• DOCUMENT SECTION
▬▬▬▬▬▬▬▬▬▬

How Do We Discover Exoplanets?

There are three main planet-hunting techniques astronomers use to spot exoplanets: radio velocity, transit luminosity dips, and a chronograph.

Radio Velocity

Large planets can have a slight gravitational pull on its host star, and the system looks slightly like a binary system. These small wobbles in the star’s position can be measured to find exoplanets.

The movement of a star can be seen in its spectra as redshift or blueshift. Credit: Roen Kelly

By measuring the magnitude of the Doppler shift of the star as it moves towards and away from us, astronomers can infer the mass of the orbiting planet, and hey presto! You’ve found an exoplanet.

This only works for large planets. An object like Mercury or Pluto would have a far too small effect on the star’s rotation for us to detect.



The most frequently used method is the transit method. If the object passes in front of a star, it blocks a small amount of emitted light. If there’s a regular dip (regular in period and dip in brightness), then you’ve found an exoplanet.


This method is ideal because it can give a good estimate on planet size (by relative amount of light blocked) and also tells us how far away the planet is from it’s host star.

▬▬▬▬▬▬▬▬▬▬

• EXERCISE 1
Answer these questions using the exoplanet text:
(a) Which two objects does it name as having far too small an effect on a star's rotation to be detected?
(b) Which method does it call the most frequently used?
(c) What two things about a planet can that method tell us?
• EXERCISE 2
Carry the exoplanet text forward from its last sentence.
The entries that follow have no connection to the exoplanet text.

▬▬▬▬▬▬▬▬▬▬

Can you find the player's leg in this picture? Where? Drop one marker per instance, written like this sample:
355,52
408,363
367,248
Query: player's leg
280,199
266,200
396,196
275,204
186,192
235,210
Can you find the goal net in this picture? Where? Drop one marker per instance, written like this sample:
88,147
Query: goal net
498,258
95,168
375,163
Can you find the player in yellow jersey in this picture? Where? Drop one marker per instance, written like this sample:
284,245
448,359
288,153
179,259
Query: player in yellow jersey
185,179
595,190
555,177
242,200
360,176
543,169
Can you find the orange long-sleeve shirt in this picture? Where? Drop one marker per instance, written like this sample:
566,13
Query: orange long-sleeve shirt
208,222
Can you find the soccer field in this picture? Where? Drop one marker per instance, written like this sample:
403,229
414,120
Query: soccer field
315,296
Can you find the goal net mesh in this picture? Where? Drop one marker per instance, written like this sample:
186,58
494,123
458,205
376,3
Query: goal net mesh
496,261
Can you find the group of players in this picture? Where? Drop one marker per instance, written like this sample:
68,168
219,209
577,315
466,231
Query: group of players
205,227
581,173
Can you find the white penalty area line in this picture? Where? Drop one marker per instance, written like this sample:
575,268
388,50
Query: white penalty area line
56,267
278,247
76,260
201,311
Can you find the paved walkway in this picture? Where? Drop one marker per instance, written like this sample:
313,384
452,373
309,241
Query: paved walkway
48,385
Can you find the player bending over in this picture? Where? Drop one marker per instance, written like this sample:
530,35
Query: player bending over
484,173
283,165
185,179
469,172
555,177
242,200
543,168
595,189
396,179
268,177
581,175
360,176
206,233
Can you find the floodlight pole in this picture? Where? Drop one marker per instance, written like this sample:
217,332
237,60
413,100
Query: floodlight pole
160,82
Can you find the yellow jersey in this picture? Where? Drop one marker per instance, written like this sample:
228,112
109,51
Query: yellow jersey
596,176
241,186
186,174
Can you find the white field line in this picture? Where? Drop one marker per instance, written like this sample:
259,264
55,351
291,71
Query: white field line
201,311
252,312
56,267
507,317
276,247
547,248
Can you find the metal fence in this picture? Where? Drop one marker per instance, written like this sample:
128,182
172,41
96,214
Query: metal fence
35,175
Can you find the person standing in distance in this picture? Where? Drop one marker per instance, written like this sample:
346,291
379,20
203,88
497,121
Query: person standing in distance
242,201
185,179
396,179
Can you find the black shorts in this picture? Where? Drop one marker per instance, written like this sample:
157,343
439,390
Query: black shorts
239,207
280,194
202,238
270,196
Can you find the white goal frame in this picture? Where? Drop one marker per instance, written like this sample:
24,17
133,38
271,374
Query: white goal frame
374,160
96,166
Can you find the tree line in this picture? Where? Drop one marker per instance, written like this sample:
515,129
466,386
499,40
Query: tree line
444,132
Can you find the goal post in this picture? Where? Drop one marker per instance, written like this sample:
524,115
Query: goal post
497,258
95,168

▬▬▬▬▬▬▬▬▬▬

• OUTPUT 1
(a) Mercury and Pluto.
(b) The transit method.
(c) A good estimate of the planet's size (from the relative amount of light blocked) and how far the planet is from its host star.

• OUTPUT 2
However, only close planets can be detected. The star needs to be constantly measured for multiple regular dips, so looking at a planet with an orbit of 248 years (Pluto) would be impossible to do. There’s so many things that could block starlight, so a one-off dip in brightness is not enough to detect a planet.

If Earth is facing the star’s orbital plane from a bird’s eye view, we can never detect any dips in brightness from planets.

Direct Imaging

The rarest and most difficult of all: actually seeing the planets with a telescope.

The very close planet will be indistinguishable from the star, but a far away planet will not have enough incident light from the star to see it. For this reason, seeing the planets with a telescope is incredibly difficult.

If the star is too bright, planets are difficult to distinguish. Brown dwarfs tend to be the best targets.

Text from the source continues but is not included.